───── Text section ─────

On the surface, consumer spending appears to be holding up, and surprisingly well, considering the barrage of discouraging economic and financial trends harassing the waking hours of our hero, Joe Sixpack, of late.
This morning’s update on personal income and spending in January reveals that personal consumption expendtires rose 0.4% last month, up slightly from December’s 0.3%. That’s about average if we look at the past two years of monthly PCE spending patterns. If we leave it there, we can say that Joe’s spending habits haven’t changed much, at least in nominal terms. Extending the thought, perhaps worries of recession are excessive. Consumer spending, after all, represents 70% or so of GDP; if Joe’s still pulling out his wallet as always, the odds of a deep and/or lasting economic stumble may be overbaked.
But as regular readers of this site are all too aware, we’re never willing to “leave it there.” Obsessed with the idea that there may be a more granular truth lurking in the numbers, we push on, wondering if we’ve missed something in the 30,000-foot survey.

───── Provided material ─────

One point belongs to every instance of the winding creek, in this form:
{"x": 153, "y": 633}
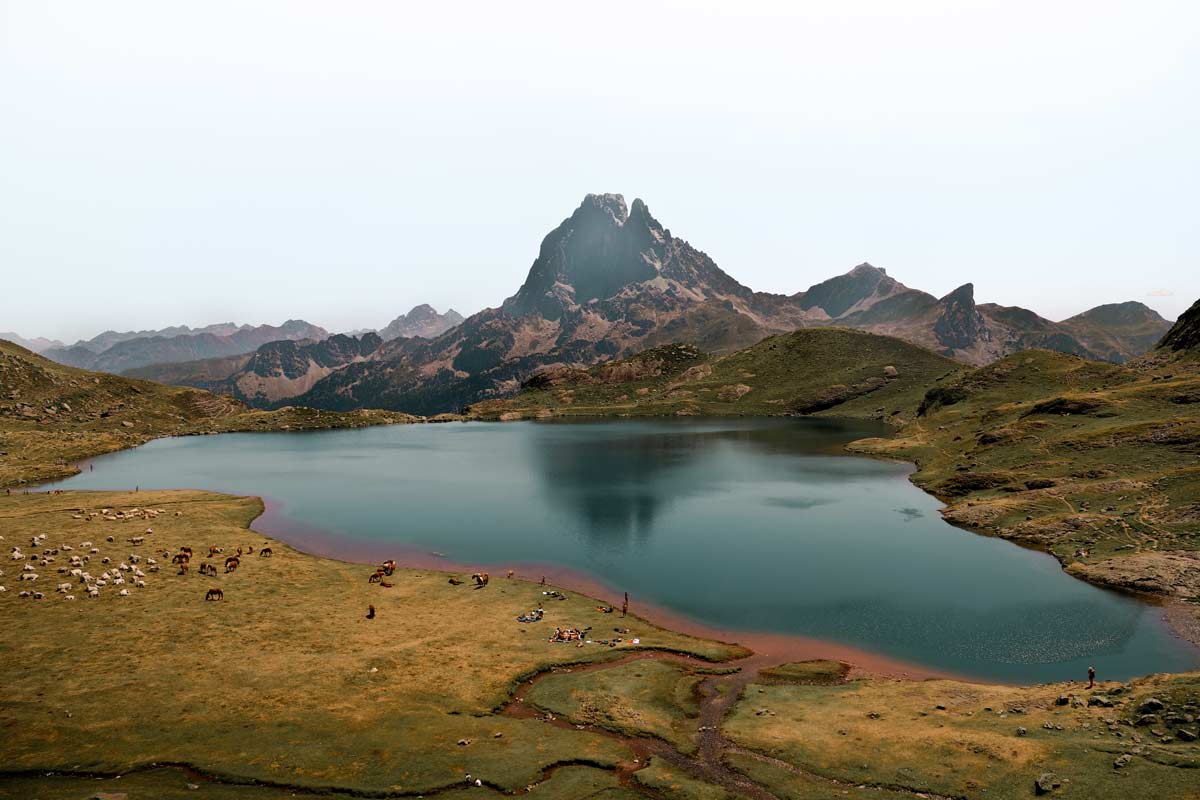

─────

_Task prompt_. Carry the piece on January consumer spending forward from its last sentence.

_Response for this exercise_.
On that note, let’s dive a bit deeper into today’s spending update by noting that the 0.4% rise in PCE last month all but evaporates when we adjust for inflation. Real PCE spending was unchanged (based on rounding to one decimal point) in January. In fact, that’s the second month running that real PCE was flat, and it was the third instance in the last four months. Stepping back and looking at the broader trend in real personal consumption spending only reaffirms the message in the last few months, namely, a slowdown in Joe’s willingness and/or ability to spend after stripping out inflation, as our chart below illustrates.
If the trend raises questions about the future, breaking out real spending by the major categories provides even more incentive for staying cautious on the question of, What’s next? Durable goods spending last month fell by 1.3% last month from December, measured in real terms at a seasonably adjusted rate–the fourth monthly decline in a row. Nondurable goods spending slipped too, albeit at a comparatively modest -0.2%. Only services-related spending managed to rise in real terms last month, advancing by 0.4%.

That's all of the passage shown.